◆ Source text ◆
=-=-=-=-=

While most workshops are favorably assessed by learners at the time of delivery, no systematic, long-term follow-up study has previously been done on the efficacy of the training delivered, nor of the short or longer term impact that such training might have had on learners’ work practices, further skills acquisition, or subsequent career paths. There has also been no useful demographic profiling of learners.

Why should that matter?

We are outcome-driven organizations interested in continually improving the workshop experience for both our learners and our instructors. Additionally, we are largely volunteers. In order to continue our valuable work of teaching skills to researchers, we need supportive funding either from grant-making bodies or from member institutions, or - ideally - from both. Our case for funding is strengthened if we can provide impartial evidence that proves our workshops have the outcomes we claim. While it is wonderful to have amassed what must now amount to container-sized loads of positive ‘sticky note’ workshop feedback over the years, funders generally require more solid evidence of achievement before they are willing to cut a check. Establishing value is not just important for funding though: it is important for our growing community of trainers, instructors, lesson maintainers and helpers, all of whom volunteer their time because they believe in the importance of what we do. We owe it to them to show that their time is not wasted - that we are genuinely furthering the cause of efficiently organized, reproducible science. Lastly, we need to demonstrate to our learners that precious time carved out to master computational and data science skills will pay off many times over in time saved further down the track. Data Carpentry’s post-workshop survey results tell us that our respondents are either enthusiastically or very involved in our workshops, they learn a great deal of practical knowledge, and agree that they can immediately apply what they learned at the workshop. Our interest is in establishing, long-term, what impact workshops are having on learners’ confidence in the skills they were taught.

=-=-=-=-=

◆ Data entries ◆
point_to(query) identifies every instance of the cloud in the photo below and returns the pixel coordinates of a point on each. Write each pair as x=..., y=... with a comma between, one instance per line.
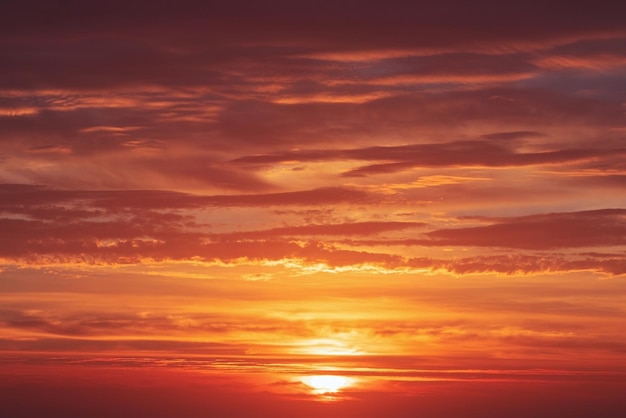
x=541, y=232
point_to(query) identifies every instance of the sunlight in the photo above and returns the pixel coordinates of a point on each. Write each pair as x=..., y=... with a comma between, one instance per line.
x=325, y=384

=-=-=-=-=

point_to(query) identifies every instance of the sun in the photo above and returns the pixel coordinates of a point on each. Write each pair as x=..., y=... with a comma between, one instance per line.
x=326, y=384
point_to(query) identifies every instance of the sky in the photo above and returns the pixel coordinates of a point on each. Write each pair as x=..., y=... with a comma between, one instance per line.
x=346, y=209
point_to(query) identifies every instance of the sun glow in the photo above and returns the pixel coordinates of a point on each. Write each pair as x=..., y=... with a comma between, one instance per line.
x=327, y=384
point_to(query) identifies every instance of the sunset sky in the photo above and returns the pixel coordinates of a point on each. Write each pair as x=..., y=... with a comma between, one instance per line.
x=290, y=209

=-=-=-=-=

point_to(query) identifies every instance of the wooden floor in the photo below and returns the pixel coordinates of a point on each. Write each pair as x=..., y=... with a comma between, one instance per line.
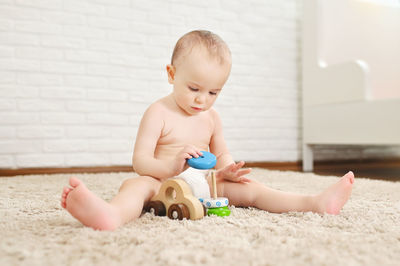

=-=-=-=-=

◆ Given exercise ◆
Write out the passage on workshop follow-up word for word, beginning at "While most workshops" and stopping after "should that matter?". The listing plays no part in any of the work here.

◆ Complete output ◆
While most workshops are favorably assessed by learners at the time of delivery, no systematic, long-term follow-up study has previously been done on the efficacy of the training delivered, nor of the short or longer term impact that such training might have had on learners’ work practices, further skills acquisition, or subsequent career paths. There has also been no useful demographic profiling of learners.

Why should that matter?